* **WHAT NEEDS TO BE DONE**: Please output the lines shown below exactly as they appear.

* **INFORMATION**:
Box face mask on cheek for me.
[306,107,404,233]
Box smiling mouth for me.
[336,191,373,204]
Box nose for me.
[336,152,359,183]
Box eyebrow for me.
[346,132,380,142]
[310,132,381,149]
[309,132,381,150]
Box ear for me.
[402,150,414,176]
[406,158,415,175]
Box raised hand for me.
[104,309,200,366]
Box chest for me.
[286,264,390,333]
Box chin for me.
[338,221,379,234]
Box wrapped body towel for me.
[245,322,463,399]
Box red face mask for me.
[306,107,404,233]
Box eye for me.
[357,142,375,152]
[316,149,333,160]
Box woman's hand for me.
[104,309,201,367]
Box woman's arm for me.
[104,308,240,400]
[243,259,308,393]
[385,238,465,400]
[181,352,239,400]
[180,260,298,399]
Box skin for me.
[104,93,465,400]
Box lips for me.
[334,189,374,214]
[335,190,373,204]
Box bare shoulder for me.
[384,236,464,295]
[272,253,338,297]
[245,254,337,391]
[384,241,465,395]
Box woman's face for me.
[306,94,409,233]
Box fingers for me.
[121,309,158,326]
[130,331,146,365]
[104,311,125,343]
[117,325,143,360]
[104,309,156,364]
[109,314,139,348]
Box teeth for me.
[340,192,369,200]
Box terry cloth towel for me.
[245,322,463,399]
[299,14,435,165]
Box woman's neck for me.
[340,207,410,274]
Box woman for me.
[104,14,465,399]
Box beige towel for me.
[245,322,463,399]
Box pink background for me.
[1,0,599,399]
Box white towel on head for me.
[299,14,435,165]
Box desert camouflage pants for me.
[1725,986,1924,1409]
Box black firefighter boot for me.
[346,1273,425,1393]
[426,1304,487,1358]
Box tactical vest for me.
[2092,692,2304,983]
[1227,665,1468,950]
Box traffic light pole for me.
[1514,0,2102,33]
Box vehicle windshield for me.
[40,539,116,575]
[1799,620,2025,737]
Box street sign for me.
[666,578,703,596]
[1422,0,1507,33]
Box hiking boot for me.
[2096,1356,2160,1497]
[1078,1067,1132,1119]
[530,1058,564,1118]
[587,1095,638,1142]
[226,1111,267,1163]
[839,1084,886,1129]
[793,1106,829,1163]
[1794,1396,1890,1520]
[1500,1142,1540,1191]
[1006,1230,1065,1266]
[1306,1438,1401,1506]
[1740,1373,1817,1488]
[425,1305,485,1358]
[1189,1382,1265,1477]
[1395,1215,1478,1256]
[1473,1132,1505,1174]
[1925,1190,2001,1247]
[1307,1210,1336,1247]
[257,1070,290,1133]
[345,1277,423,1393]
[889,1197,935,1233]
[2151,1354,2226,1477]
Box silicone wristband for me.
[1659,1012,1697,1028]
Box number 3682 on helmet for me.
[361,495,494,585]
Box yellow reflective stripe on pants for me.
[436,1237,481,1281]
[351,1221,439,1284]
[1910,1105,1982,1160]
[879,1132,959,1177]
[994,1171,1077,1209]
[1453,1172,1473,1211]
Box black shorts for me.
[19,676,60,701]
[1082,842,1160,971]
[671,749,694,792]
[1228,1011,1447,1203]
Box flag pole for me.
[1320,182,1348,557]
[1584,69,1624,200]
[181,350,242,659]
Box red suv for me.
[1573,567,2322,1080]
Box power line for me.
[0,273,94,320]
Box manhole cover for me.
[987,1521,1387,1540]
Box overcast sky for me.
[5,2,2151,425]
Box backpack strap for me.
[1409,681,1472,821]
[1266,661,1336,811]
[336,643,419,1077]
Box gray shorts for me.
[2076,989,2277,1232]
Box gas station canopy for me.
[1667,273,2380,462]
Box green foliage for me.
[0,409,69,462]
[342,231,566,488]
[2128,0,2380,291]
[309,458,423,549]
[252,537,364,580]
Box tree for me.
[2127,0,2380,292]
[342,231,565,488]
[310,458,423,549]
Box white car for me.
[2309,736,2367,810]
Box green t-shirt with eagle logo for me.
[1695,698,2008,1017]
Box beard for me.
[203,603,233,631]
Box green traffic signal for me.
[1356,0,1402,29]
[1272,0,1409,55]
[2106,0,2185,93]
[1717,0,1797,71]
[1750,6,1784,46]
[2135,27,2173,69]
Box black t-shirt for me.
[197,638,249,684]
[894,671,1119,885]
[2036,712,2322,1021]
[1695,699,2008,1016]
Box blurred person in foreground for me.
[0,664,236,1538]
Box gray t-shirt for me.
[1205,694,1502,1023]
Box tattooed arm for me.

* **COMPLETED EXERCISE**:
Box face mask on cheek for me.
[306,107,404,233]
Box smiling mouth for me.
[336,191,373,204]
Box nose for me.
[336,152,359,183]
Box eyebrow for me.
[346,132,380,142]
[310,132,381,149]
[309,132,381,150]
Box ear for me.
[402,150,414,176]
[406,158,415,175]
Box raised hand for me.
[104,309,200,366]
Box chest for me.
[286,264,390,333]
Box chin for me.
[338,221,379,234]
Box wrapped body towel for me.
[245,322,463,399]
Box red face mask for me.
[306,107,404,233]
Box eye for me.
[357,142,375,152]
[316,149,333,160]
Box woman's hand for me.
[104,309,201,367]
Box woman's arm for me.
[104,308,240,400]
[243,259,308,393]
[385,238,465,400]
[181,352,239,400]
[180,260,298,399]
Box skin for me.
[104,93,465,400]
Box lips for me.
[334,189,374,214]
[335,190,373,204]
Box bare shoulder for me.
[384,236,464,295]
[272,253,338,297]
[245,254,337,391]
[384,241,465,395]
Box woman's face for me.
[306,94,409,233]
Box fingers for me.
[121,309,158,326]
[130,331,146,365]
[104,311,125,343]
[117,325,143,360]
[104,309,156,364]
[109,314,139,348]
Box teeth for me.
[340,192,369,200]
Box terry cloth towel for me.
[245,322,463,399]
[299,14,435,165]
Box woman's neck for me.
[340,207,410,274]
Box woman for me.
[104,14,465,399]
Box beige towel for me.
[245,322,463,399]
Box pink background for me.
[1,0,599,399]
Box white towel on head for me.
[299,14,435,165]
Box desert camouflage pants for me.
[1725,986,1924,1409]
Box black firefighter boot for me.
[346,1273,425,1393]
[426,1304,487,1358]
Box tactical vest for me.
[2092,692,2304,983]
[1227,665,1468,950]
Box traffic light pole for me.
[1514,0,2102,33]
Box vehicle windshield for me.
[40,539,116,575]
[1799,620,2025,737]
Box street sign for me.
[666,578,703,596]
[1422,0,1507,33]
Box hiking boot for me.
[2096,1356,2160,1497]
[1078,1067,1132,1119]
[530,1058,564,1118]
[587,1095,638,1142]
[226,1111,267,1163]
[839,1084,886,1129]
[793,1106,829,1163]
[1794,1396,1890,1520]
[1500,1142,1540,1191]
[1006,1230,1065,1266]
[1306,1438,1401,1506]
[1740,1373,1817,1488]
[425,1305,485,1358]
[1189,1382,1265,1477]
[1395,1215,1478,1256]
[1473,1132,1505,1174]
[1925,1190,2001,1247]
[1307,1210,1336,1247]
[257,1070,290,1133]
[345,1277,423,1393]
[889,1197,935,1233]
[2151,1354,2226,1477]
Box silicone wristband for me.
[1659,1012,1697,1028]
Box number 3682 on helmet for me.
[361,495,494,585]
Box yellow reflective stripe on pants for me.
[436,1237,481,1281]
[351,1221,439,1284]
[1910,1105,1982,1160]
[879,1132,959,1177]
[994,1171,1077,1209]
[1453,1172,1473,1211]
Box black shorts for me.
[19,676,60,701]
[1082,842,1160,971]
[671,749,694,792]
[1228,1011,1447,1203]
Box flag pole for me.
[1320,182,1348,557]
[1584,69,1624,200]
[181,350,242,659]
Box red suv for me.
[1573,567,2322,1080]
Box power line for me.
[0,273,94,320]
Box manhole cover for me.
[987,1521,1387,1540]
Box overcast sky for me.
[5,2,2151,425]
Box backpack strap for me.
[1409,681,1472,821]
[1266,661,1336,811]
[336,643,419,1077]
Box gray shorts for me.
[2076,989,2277,1232]
Box gas station canopy for me.
[1667,273,2380,462]
Box green foliage for me.
[0,409,69,462]
[342,231,566,488]
[2128,0,2380,291]
[309,458,423,549]
[252,537,364,580]
Box tree for me.
[2127,0,2380,292]
[342,231,565,488]
[310,458,423,549]
Box white car for me.
[2309,736,2367,810]
Box green t-shirt with eagle logo for me.
[1695,698,2008,1017]
Box beard for me.
[203,603,233,631]
Box green traffic signal for me.
[1356,0,1402,29]
[1272,0,1409,55]
[2106,0,2185,93]
[1717,0,1797,71]
[1750,6,1784,46]
[2135,27,2173,69]
Box black t-shirt for me.
[197,638,249,684]
[894,671,1119,885]
[2036,712,2322,1021]
[1695,699,2008,1016]
Box blurred person in foreground for me.
[0,664,236,1538]
Box gray t-shirt for me.
[1205,694,1502,1023]
Box tattooed arm for me.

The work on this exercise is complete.